====== ROWS ======
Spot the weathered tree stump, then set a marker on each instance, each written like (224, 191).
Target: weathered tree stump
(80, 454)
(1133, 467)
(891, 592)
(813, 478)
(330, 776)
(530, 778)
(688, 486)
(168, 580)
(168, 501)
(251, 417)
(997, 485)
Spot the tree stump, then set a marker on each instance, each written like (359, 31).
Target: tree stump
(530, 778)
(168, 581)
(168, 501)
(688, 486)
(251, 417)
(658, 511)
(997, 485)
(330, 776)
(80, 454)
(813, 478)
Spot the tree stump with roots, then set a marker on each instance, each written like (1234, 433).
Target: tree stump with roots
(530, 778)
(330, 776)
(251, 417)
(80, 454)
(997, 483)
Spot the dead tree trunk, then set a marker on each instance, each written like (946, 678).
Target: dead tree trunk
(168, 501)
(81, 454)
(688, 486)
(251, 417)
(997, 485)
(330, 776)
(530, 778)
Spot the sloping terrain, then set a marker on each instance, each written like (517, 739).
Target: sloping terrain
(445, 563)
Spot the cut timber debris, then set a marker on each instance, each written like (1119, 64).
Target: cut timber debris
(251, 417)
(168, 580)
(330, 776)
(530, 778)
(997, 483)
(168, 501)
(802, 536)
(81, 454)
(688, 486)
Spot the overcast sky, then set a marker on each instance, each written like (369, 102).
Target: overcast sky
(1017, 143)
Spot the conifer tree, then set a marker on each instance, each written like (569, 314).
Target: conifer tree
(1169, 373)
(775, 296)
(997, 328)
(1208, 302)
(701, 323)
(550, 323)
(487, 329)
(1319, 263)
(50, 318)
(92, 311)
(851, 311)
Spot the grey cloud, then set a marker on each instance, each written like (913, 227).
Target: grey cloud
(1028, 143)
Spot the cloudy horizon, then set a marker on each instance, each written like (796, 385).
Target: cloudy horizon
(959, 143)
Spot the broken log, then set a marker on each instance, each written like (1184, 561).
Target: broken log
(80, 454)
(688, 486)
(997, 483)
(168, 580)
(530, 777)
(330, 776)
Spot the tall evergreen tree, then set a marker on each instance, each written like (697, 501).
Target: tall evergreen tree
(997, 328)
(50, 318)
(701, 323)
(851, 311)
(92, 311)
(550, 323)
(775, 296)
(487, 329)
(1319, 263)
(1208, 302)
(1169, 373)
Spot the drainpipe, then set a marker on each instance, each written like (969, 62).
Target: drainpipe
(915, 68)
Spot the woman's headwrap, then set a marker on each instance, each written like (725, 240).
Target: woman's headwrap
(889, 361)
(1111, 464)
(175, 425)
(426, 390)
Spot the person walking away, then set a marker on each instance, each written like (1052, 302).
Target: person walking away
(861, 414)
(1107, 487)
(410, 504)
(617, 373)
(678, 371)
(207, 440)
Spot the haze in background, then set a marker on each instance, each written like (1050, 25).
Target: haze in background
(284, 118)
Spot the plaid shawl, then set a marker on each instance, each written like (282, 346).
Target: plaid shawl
======
- **TASK TO COMPLETE**
Output exactly the lines between the one containing "Spot the tall" and the final line above, both inclusive.

- **RESULT FOR THIS TASK**
Spot the tall evergreen tree, then set a marker on each instance, each written like (697, 501).
Target: tall evergreen tree
(997, 328)
(50, 318)
(701, 323)
(851, 311)
(92, 311)
(550, 323)
(775, 296)
(487, 329)
(1319, 263)
(1208, 302)
(1169, 373)
Spot the drainpipe, then set a marker on each instance, each written like (969, 62).
Target: drainpipe
(915, 68)
Spot the woman's headwrap, then set a marker on each instance, each written like (725, 240).
Target: woman's headwrap
(889, 361)
(1111, 464)
(175, 425)
(426, 390)
Spot the person walking away, then set a marker on each instance, each written like (1052, 302).
Target: person walking away
(861, 414)
(1107, 487)
(410, 504)
(617, 373)
(678, 371)
(207, 440)
Spot the haze in background, then set a marker on each instance, each written like (1050, 25).
Target: haze in background
(284, 118)
Spot the plaid shawl, then set a marker on each instance, each written like (282, 346).
Target: plaid shawl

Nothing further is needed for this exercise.